#### DATA FOR THIS EXERCISE

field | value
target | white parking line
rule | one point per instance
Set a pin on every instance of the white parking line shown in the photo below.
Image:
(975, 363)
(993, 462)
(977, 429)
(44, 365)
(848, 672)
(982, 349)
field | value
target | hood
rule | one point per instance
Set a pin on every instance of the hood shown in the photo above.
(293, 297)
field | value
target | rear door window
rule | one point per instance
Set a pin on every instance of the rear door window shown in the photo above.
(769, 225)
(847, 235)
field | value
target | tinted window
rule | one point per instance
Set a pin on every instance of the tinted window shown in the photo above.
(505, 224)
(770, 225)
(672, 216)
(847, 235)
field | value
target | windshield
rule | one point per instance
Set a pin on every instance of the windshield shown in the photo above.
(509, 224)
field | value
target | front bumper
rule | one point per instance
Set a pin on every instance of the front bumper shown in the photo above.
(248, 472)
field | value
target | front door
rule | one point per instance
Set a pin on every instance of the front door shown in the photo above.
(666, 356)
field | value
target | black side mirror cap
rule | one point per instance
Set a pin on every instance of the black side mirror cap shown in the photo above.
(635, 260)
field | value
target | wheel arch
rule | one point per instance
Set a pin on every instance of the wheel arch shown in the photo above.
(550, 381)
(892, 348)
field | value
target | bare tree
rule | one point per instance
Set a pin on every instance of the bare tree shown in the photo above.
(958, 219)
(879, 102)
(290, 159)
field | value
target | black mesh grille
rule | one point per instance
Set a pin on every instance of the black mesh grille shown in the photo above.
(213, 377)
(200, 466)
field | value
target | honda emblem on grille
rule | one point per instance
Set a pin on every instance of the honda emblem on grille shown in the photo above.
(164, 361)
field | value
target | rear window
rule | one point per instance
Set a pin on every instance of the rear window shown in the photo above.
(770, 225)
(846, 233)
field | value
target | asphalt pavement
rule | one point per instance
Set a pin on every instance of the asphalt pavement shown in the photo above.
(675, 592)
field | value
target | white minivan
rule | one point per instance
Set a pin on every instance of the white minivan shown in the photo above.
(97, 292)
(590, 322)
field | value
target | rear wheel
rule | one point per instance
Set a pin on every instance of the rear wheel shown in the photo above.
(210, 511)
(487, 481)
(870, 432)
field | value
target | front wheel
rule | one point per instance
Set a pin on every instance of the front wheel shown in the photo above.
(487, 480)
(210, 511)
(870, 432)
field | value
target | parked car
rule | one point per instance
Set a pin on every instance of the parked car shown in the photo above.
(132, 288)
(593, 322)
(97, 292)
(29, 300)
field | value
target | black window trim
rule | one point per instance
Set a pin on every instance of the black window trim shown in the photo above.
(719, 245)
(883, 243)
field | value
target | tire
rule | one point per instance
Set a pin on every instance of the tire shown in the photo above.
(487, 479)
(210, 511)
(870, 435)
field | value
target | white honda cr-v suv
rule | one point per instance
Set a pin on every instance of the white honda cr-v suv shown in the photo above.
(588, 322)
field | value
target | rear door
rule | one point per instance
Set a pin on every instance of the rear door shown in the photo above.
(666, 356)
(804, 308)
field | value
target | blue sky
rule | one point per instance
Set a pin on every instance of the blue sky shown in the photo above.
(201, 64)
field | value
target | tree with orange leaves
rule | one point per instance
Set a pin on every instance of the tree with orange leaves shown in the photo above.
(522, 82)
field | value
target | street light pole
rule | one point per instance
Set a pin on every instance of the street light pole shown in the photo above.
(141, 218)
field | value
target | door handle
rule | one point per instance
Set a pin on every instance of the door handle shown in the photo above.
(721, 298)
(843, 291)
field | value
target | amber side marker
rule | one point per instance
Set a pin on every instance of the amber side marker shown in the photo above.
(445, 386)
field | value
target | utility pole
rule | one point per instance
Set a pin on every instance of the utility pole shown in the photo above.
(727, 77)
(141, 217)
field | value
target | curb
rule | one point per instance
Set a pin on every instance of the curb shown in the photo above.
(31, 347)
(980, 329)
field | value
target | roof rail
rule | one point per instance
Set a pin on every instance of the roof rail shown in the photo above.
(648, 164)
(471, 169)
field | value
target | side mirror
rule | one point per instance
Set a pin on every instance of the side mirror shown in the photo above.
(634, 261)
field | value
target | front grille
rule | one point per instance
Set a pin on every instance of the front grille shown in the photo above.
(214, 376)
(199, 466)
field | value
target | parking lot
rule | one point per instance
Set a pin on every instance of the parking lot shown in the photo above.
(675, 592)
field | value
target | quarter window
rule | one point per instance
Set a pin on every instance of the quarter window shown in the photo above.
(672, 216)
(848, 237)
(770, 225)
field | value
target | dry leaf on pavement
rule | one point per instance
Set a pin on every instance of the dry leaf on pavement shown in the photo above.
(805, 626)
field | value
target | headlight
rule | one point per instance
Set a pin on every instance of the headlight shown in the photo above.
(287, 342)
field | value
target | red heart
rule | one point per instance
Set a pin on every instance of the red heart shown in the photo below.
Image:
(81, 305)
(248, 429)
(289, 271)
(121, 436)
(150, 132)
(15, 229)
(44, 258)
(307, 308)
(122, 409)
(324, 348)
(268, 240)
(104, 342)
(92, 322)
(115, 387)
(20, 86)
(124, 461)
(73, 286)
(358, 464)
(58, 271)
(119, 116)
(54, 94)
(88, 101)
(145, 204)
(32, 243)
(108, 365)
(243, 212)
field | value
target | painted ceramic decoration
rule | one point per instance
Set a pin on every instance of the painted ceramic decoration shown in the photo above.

########

◆ WHAT IS BEING ASKED
Give back all the records exactly as they stand.

◆ EXERCISE ANSWER
field | value
target | white parking line
rule | one point per instance
Set a pin on every instance of the white parking line shown in the photo below.
Image:
(975, 363)
(993, 462)
(977, 429)
(44, 365)
(848, 672)
(982, 349)
field | value
target | hood
rule | one point per instance
Set a pin on every instance of the hood shown in the photo above.
(293, 297)
field | value
target | rear door window
rule | one point per instance
Set a pin on every instance of the rear door window shown in the photo above.
(769, 225)
(847, 235)
field | value
target | tinted window
rule | one point per instance
Set a pin on every instance of the tinted window shown in the photo above.
(505, 224)
(770, 225)
(672, 216)
(847, 235)
field | value
target | windshield
rule | one point per instance
Set a pin on every instance of the windshield shown in the photo above.
(509, 224)
field | value
target | front bumper
rule | one point per instance
Set a pin on every instance of the front bumper shown in the photo above.
(248, 472)
field | value
target | front door
rule | one point per instance
Set a pin on every instance of the front door shown in the photo above.
(666, 356)
field | value
target | black side mirror cap
rule | one point per instance
Set a pin on every instance of the black side mirror cap shown in the photo above.
(635, 260)
field | value
target | wheel arch
rule | one point per instance
Set a pin on every instance of the wheel arch shown in the photo above.
(550, 381)
(892, 348)
field | value
target | bare tree
rule | one point per instance
Set a pin on every instance of the bare tree shown in the photo above.
(958, 219)
(879, 102)
(290, 159)
field | value
target | black mesh grille
rule | one point per instance
Set a pin on every instance of the black mesh grille shown in the photo above.
(213, 377)
(200, 466)
field | value
target | honda emblem on grille
rule | one point per instance
Set a pin on every instance of the honda emblem on grille shown in the photo above.
(164, 361)
field | value
target | rear window
rule | one point per instance
Set a pin on every instance of the rear window shown in the photo above.
(770, 225)
(846, 233)
field | value
target | asphalt pavement
rule | one point per instance
Set a pin on every instance of the asphalt pavement shown in the photo above.
(675, 592)
field | value
target | white minivan
rule | one point per instance
Set a pin on every instance of the white minivan shown in the photo above.
(97, 292)
(590, 322)
field | value
target | rear wheel
rule | one point per instance
Set a pin on every instance of the rear wheel shown in the photo above.
(210, 511)
(487, 481)
(870, 432)
field | value
target | front wheel
rule | one point per instance
Set a pin on every instance of the front wheel shown in the photo above.
(487, 480)
(210, 511)
(870, 432)
field | value
target | parked car
rule | one point per instance
Set a pin on every instance of the parked car shown in the photo above.
(132, 288)
(593, 322)
(97, 292)
(29, 300)
field | value
target | black window trim
rule | one point per instance
Set a pin on every instance of the black window trim shown in the photo above.
(719, 245)
(883, 243)
field | value
target | tire
rule | one point per instance
Set a pin on every instance of the tire shown in the photo above.
(487, 479)
(210, 511)
(870, 435)
field | value
target | white honda cr-v suv
rule | one point per instance
Set a pin on every instance of the white honda cr-v suv shown in the photo above.
(588, 322)
field | value
target | rear door
rule | one point per instance
Set a pin on every instance of the rear door shown in the photo above.
(666, 356)
(804, 308)
field | value
target | blue sky
rule | one point per instance
Set a pin on every instance of the blue sky shown in the photo above.
(201, 64)
field | value
target | tree with orange leaves
rule | one point per instance
Set a pin on every instance of the tree with orange leaves shown in the photo above.
(522, 82)
field | value
target | street light pole
rule | one point per instance
Set a pin on every instance of the street light pole shown in the photo above.
(141, 218)
field | value
target | door handle
rule | one point per instance
Set a pin on every instance of the door handle shown in the photo above.
(721, 298)
(843, 291)
field | value
target | amber side marker
rule | one point per instance
Set a pin on every instance of the amber side marker shown in the photo above.
(445, 386)
field | value
target | utility pole
rule | one point per instance
Set a pin on every instance of the utility pole shown in the photo above.
(727, 77)
(141, 217)
field | value
target | curb
rule | one point per instance
Set a pin on every instance of the curb shown in the photo above.
(31, 347)
(980, 329)
field | value
target | roof rail
rule | one point per instance
Set a pin on every instance of the roof rail shown in the photo above.
(648, 164)
(471, 169)
field | value
target | side mirror
rule | one point per instance
Set a pin on every instance of the side mirror shown in the photo above.
(634, 261)
field | value
target | front grille
rule | one point per instance
Set a pin on every instance of the front grille shown in the photo above.
(214, 376)
(199, 466)
field | value
target | parking lot
rule | one point per instance
Set a pin on every instance of the parking lot shown in the photo above.
(675, 592)
field | value
target | quarter window
rule | one point per instance
Set a pin on every instance of the quarter window shown in the photo above.
(672, 216)
(848, 237)
(770, 225)
field | value
target | dry leaf on pavement
rule | one point per instance
Set a pin on every instance of the dry leaf on pavement shown in the photo above.
(805, 626)
field | value
target | headlight
rule | one point per instance
Set a pin on every instance of the headlight shown in the photo above.
(287, 342)
field | value
target | red heart
rule | one point per instance
Set a pin on every instance of the red heart shown in the photo below.
Image:
(81, 305)
(248, 429)
(289, 271)
(121, 436)
(150, 132)
(15, 229)
(44, 258)
(307, 308)
(122, 409)
(324, 348)
(268, 240)
(104, 342)
(92, 322)
(115, 387)
(20, 86)
(124, 461)
(73, 286)
(358, 464)
(58, 271)
(119, 116)
(54, 94)
(88, 101)
(145, 204)
(32, 243)
(108, 365)
(243, 212)
field | value
target | painted ceramic decoration
rule | one point per instance
Set a pin on every instance of the painted ceramic decoration shown in the photo above.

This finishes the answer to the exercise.